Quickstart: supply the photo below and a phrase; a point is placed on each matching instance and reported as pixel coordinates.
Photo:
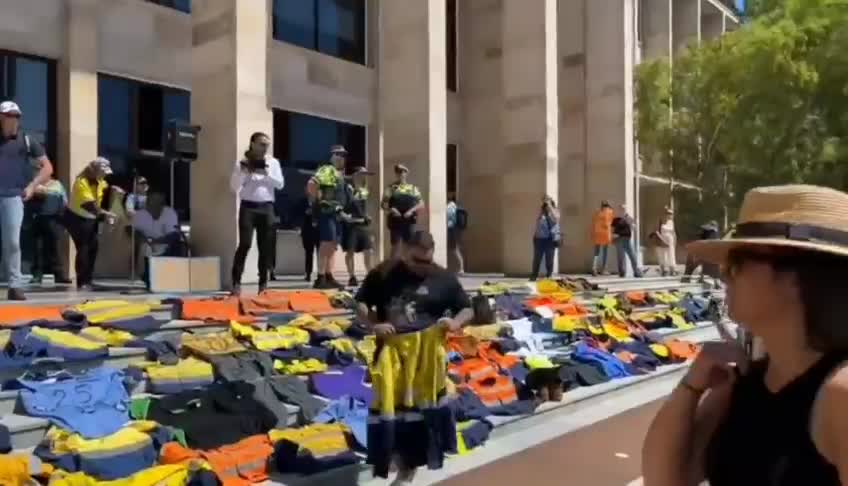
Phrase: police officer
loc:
(326, 190)
(403, 201)
(20, 157)
(356, 233)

═══

_Instructions for the task_.
Can you rewrite the listing above with "police officer" swapped for "security guard", keeping everything else the same and leaving out the picture?

_Result of this exercise_.
Quickstart: supply the photo below and a phrase; a point is placed on each matching instance and reported as pixel coordinates.
Photo:
Phrase: security guard
loc:
(326, 190)
(403, 201)
(20, 157)
(356, 233)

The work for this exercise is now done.